- EXERCISE REQUIREMENTS -
Find "Task: point to each instance of the silver" in the data, then restate the line it sits in and every later line word for word, ending with the last line.

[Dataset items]
+++
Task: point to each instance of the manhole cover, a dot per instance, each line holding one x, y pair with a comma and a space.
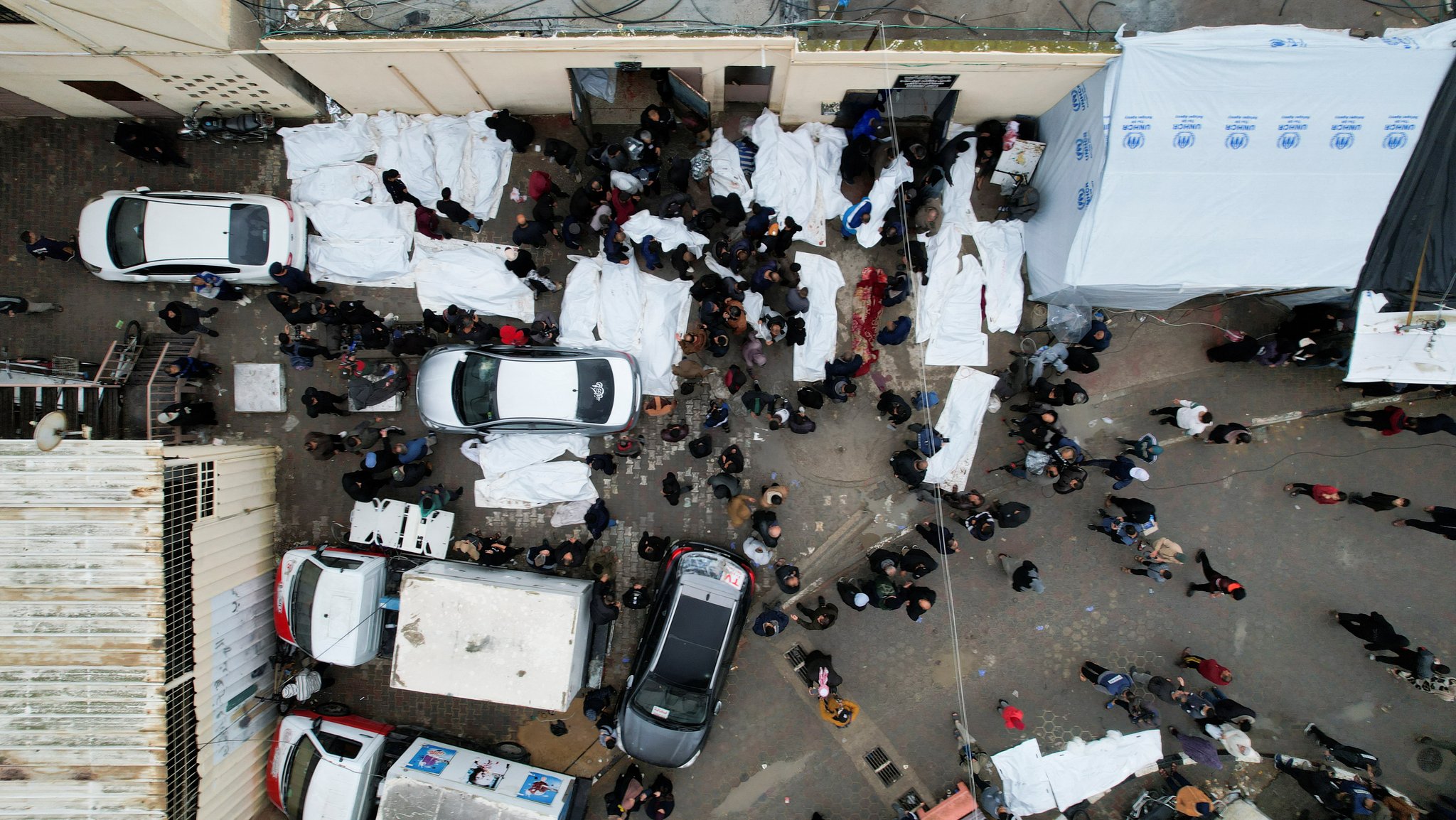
1429, 759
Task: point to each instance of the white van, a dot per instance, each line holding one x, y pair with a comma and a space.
326, 602
326, 768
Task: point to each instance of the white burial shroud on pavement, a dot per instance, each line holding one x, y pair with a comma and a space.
960, 423
623, 308
823, 280
1034, 782
948, 309
883, 198
471, 274
519, 475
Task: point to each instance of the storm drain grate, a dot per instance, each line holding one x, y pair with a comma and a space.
883, 767
796, 659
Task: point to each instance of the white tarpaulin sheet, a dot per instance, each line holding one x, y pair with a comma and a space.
883, 198
823, 279
1002, 247
1024, 784
375, 262
631, 311
350, 219
488, 168
1233, 159
323, 143
727, 177
829, 151
1414, 357
948, 309
471, 274
1036, 784
536, 485
786, 177
669, 232
402, 143
338, 181
960, 423
958, 191
504, 452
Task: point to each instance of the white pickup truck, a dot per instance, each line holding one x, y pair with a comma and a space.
354, 768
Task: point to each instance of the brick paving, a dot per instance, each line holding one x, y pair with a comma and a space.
766, 745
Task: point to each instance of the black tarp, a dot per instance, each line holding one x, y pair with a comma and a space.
1421, 215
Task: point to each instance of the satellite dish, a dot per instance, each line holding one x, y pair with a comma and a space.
50, 431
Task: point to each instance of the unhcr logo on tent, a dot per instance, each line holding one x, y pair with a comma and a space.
1079, 98
1083, 197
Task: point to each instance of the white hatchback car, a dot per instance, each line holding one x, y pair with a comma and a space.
171, 237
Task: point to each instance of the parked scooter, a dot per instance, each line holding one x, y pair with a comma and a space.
248, 127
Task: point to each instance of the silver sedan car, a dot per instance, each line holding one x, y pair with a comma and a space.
528, 389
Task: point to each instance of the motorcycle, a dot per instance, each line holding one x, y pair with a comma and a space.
248, 127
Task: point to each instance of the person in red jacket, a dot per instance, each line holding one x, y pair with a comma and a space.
1388, 420
1321, 492
1207, 667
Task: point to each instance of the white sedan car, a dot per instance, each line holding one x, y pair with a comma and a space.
141, 237
528, 389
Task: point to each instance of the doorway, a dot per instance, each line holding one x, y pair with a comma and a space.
618, 95
922, 115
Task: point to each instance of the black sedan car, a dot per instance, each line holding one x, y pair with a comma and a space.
+++
- OUTPUT FOR THIS TASK -
Task: point to each instance of the silver sedan car, a dot per instance, each line holding one x, y pair with a comma and a space.
528, 389
Task: point to each instance of the motorcycle, a dot per instance, each line holding one x, y pair with a comma and a space.
248, 127
Task: point to each instance of the person in red jacket, a dot per instance, each line holding one x, y pair with a comma and a space.
1388, 420
1321, 492
1207, 667
Task: point to each instance of the white sedan car, a dot per instance, each line holding one x, y pair with a comma and a space.
141, 237
528, 389
Task: point to each instance of the doorway, a dot per instance, each line holding one x, y pair with a comma and a space.
618, 95
922, 115
Task: point to each instance of the black sedan car, a dot per instance, each line holding one x, y pair with a comma and a space.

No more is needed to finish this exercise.